WORK TO BE COMPLETED
All entries should be output exactly as they stand.

(Dataset records about object locations)

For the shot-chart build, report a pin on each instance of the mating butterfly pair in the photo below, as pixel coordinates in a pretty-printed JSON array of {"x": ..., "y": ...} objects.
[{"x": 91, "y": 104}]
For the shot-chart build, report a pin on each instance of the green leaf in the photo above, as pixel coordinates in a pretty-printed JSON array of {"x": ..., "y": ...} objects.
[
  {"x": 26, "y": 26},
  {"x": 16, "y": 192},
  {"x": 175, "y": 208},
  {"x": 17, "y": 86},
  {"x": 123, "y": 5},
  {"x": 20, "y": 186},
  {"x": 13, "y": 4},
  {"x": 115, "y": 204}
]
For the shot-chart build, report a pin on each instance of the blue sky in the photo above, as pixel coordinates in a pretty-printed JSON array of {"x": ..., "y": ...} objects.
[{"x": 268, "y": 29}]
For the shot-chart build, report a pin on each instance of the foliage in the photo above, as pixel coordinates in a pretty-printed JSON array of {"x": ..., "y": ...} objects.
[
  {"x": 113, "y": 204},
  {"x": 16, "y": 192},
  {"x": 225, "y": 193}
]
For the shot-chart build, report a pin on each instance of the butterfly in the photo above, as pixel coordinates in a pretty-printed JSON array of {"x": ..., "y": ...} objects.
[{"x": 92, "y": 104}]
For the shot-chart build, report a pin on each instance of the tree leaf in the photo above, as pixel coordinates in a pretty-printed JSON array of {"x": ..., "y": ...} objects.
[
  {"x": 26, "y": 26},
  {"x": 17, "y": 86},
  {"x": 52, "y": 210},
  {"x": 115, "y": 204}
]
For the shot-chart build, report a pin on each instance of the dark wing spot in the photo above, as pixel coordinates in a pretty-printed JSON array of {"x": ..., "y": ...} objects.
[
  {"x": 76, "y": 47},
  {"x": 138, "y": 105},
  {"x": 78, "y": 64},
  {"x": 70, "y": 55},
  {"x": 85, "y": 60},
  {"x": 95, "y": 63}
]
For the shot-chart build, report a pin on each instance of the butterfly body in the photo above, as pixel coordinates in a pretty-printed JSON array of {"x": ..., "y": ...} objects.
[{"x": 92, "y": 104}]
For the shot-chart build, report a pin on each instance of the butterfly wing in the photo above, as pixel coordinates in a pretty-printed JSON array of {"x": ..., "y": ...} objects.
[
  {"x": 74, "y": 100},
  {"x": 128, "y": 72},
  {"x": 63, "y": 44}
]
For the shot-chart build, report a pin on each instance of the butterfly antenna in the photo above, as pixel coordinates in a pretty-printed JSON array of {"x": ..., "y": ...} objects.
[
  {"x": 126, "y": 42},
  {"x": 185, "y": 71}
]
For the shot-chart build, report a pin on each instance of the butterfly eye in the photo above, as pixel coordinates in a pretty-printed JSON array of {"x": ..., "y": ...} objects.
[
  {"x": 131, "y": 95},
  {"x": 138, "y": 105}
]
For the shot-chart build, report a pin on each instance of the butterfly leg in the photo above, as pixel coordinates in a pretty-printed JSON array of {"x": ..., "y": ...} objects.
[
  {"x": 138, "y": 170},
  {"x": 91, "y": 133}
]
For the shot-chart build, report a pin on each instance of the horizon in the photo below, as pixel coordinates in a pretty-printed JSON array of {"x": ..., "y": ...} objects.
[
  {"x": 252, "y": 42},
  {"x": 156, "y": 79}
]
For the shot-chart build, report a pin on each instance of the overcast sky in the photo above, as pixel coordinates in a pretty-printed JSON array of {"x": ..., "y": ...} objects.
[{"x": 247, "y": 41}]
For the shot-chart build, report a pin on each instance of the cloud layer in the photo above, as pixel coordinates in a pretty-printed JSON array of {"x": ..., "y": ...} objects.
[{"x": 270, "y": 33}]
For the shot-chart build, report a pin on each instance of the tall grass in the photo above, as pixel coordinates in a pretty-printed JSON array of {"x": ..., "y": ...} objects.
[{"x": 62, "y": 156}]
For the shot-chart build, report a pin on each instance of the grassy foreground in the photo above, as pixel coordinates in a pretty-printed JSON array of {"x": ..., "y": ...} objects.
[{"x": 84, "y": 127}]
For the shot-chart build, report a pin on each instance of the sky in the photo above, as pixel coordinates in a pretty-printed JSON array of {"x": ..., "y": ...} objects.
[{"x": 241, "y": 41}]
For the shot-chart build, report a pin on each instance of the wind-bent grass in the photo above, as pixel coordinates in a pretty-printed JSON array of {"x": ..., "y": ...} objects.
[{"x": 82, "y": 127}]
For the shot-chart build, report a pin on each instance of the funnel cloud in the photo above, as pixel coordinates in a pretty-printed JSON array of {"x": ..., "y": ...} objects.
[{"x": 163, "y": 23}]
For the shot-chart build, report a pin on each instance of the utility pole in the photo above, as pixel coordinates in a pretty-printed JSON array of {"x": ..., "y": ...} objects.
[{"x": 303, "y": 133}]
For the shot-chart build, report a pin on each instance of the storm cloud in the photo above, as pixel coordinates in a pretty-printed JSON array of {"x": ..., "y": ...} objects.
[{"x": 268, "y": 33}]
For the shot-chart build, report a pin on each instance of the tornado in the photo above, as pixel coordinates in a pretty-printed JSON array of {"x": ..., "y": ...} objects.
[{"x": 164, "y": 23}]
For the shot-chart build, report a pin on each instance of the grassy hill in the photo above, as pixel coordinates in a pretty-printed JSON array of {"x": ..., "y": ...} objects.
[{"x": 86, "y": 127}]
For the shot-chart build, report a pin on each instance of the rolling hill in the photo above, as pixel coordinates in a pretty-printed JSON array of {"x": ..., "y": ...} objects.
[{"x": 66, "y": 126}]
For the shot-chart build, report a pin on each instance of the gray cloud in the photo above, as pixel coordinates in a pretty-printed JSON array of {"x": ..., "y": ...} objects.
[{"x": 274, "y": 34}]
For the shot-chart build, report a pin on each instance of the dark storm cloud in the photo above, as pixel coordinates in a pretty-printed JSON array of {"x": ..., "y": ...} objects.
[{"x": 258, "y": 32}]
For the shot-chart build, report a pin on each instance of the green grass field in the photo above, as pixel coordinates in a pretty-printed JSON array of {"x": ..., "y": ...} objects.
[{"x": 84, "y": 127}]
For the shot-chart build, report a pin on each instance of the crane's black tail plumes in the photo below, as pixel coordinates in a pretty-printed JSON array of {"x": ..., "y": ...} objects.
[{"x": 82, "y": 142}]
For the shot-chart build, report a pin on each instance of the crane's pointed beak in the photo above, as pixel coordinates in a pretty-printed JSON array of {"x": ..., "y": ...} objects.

EXERCISE RESPONSE
For the shot-chart build, report a pin on each instance of the mating butterfly pair in the photo below, as pixel coordinates in a pretty-printed JSON array of {"x": ..., "y": ...} objects.
[{"x": 91, "y": 104}]
For the shot-chart build, report a pin on each instance of the green leaf in the photo above, as pixel coordinates in a pretty-printed JSON array of {"x": ..., "y": ...} objects.
[
  {"x": 26, "y": 26},
  {"x": 16, "y": 192},
  {"x": 175, "y": 208},
  {"x": 17, "y": 86},
  {"x": 123, "y": 5},
  {"x": 20, "y": 186},
  {"x": 13, "y": 4},
  {"x": 115, "y": 204}
]
For the shot-chart build, report a pin on each instance of the blue sky in the photo above, as pixel coordinates in a pretty-printed JSON array of {"x": ..., "y": ...} objects.
[{"x": 268, "y": 29}]
For the shot-chart build, report a pin on each instance of the foliage in the photo above, as pixel coordinates in a pretty-printed JSON array of {"x": ..., "y": ...} objects.
[
  {"x": 113, "y": 204},
  {"x": 16, "y": 192},
  {"x": 225, "y": 193}
]
For the shot-chart build, report a pin on each instance of the butterfly in the photo above, as pixel coordinates in a pretty-printed JSON array of {"x": ..., "y": ...} objects.
[{"x": 92, "y": 104}]
For the shot-chart build, report a pin on each instance of the tree leaf in the photo above, as pixel coordinates in a pretty-printed JSON array of {"x": ..., "y": ...} objects.
[
  {"x": 26, "y": 26},
  {"x": 17, "y": 86},
  {"x": 52, "y": 210},
  {"x": 115, "y": 204}
]
For the shot-chart build, report a pin on each instance of the dark wing spot in the photo above, as pixel coordinates in a pretty-printed JSON array of {"x": ..., "y": ...} objects.
[
  {"x": 76, "y": 47},
  {"x": 138, "y": 105},
  {"x": 78, "y": 64},
  {"x": 70, "y": 55},
  {"x": 85, "y": 60},
  {"x": 95, "y": 63}
]
For the shot-chart build, report a pin on each instance of the butterfly body in the photo above, as pixel coordinates in a pretty-printed JSON array of {"x": ..., "y": ...} objects.
[{"x": 92, "y": 104}]
For the shot-chart build, report a pin on each instance of the butterfly wing in the photo above, as pixel coordinates in a pretty-printed JSON array of {"x": ..., "y": ...} objects.
[
  {"x": 74, "y": 100},
  {"x": 128, "y": 72},
  {"x": 63, "y": 44}
]
For the shot-chart build, report a pin on each instance of the butterfly antenna in the photo above, as pixel coordinates in a pretty-printed JSON array of {"x": ..., "y": ...} objects.
[
  {"x": 126, "y": 42},
  {"x": 185, "y": 71}
]
For the shot-chart build, report a pin on each instance of the butterfly eye in the photo above, as pixel coordinates in a pretty-printed JSON array of {"x": ..., "y": ...} objects.
[
  {"x": 131, "y": 95},
  {"x": 138, "y": 105}
]
For the shot-chart build, report a pin on each instance of the butterfly leg in the photo above, as pixel coordinates in a pretty-printed JSON array of {"x": ..., "y": ...} objects.
[
  {"x": 138, "y": 170},
  {"x": 91, "y": 133}
]
For the shot-chart build, report a pin on each instance of the horizon in the photo below, as pixel coordinates in a pretty-printed JSON array of {"x": ..., "y": ...} objects.
[
  {"x": 252, "y": 42},
  {"x": 156, "y": 79}
]
For the shot-chart build, report a pin on each instance of the overcast sky in the photo above, as pixel coordinates in a pretty-printed JSON array of {"x": ..., "y": ...} objects.
[{"x": 247, "y": 41}]
For the shot-chart build, report a pin on each instance of the cloud layer in the photo above, as pixel coordinates in a pretty-printed JSON array of {"x": ..., "y": ...} objects.
[{"x": 270, "y": 33}]
For the shot-chart build, report a pin on each instance of the tall grass in the photo above, as pixel coordinates in a pretty-printed JSON array of {"x": ..., "y": ...} objects.
[{"x": 62, "y": 156}]
For the shot-chart build, report a pin on each instance of the grassy foreground in the photo above, as pixel coordinates in a pretty-printed JSON array of {"x": ..., "y": ...} objects.
[{"x": 84, "y": 127}]
For the shot-chart build, report a pin on each instance of the sky in the photo above, as pixel coordinates in a pretty-printed JSON array of {"x": ..., "y": ...} objects.
[{"x": 241, "y": 41}]
For the shot-chart build, report a pin on each instance of the wind-bent grass in the photo above, as pixel coordinates in a pretty-printed JSON array of {"x": ..., "y": ...} objects.
[{"x": 82, "y": 127}]
For the shot-chart build, report a pin on each instance of the funnel cloud in the photo above, as pixel coordinates in a pretty-printed JSON array of {"x": ..., "y": ...} objects.
[{"x": 163, "y": 23}]
For the shot-chart build, report a pin on each instance of the utility pole in the photo above, as pixel coordinates in a pretty-printed JSON array of {"x": ..., "y": ...} objects.
[{"x": 303, "y": 133}]
For the shot-chart build, report a pin on each instance of the storm cloud in the photo above, as pixel coordinates in a pretty-printed JSON array of {"x": ..., "y": ...} objects.
[{"x": 268, "y": 33}]
For the shot-chart build, report a pin on each instance of the tornado in the photo above, as pixel coordinates in a pretty-printed JSON array of {"x": ..., "y": ...} objects.
[{"x": 164, "y": 23}]
For the shot-chart build, report a pin on each instance of the grassy hill in the photo above, as pixel coordinates in a pretty-printed JSON array of {"x": ..., "y": ...} objects.
[{"x": 86, "y": 127}]
For the shot-chart build, report a pin on each instance of the rolling hill in the photo above, as pixel coordinates in a pretty-printed JSON array of {"x": ..., "y": ...} objects.
[{"x": 66, "y": 126}]
For the shot-chart build, report a pin on each instance of the gray cloud in the photo above, as pixel coordinates in a pretty-printed JSON array of {"x": ..., "y": ...} objects.
[{"x": 274, "y": 34}]
For the shot-chart build, report a pin on each instance of the dark storm cloud in the photo above, as pixel coordinates in a pretty-printed JSON array of {"x": ..., "y": ...} objects.
[{"x": 258, "y": 32}]
For the shot-chart build, report a pin on each instance of the green grass field in the photo above, as pixel coordinates in a pretty-printed JSON array of {"x": ..., "y": ...} objects.
[{"x": 84, "y": 127}]
For the shot-chart build, report a pin on each instance of the crane's black tail plumes in the photo below, as pixel coordinates in a pretty-printed JSON array of {"x": ..., "y": ...} objects.
[{"x": 82, "y": 142}]
For the shot-chart build, report a pin on each instance of the crane's pointed beak in the photo above, as pixel coordinates in a pretty-printed JSON array of {"x": ..., "y": ...} objects.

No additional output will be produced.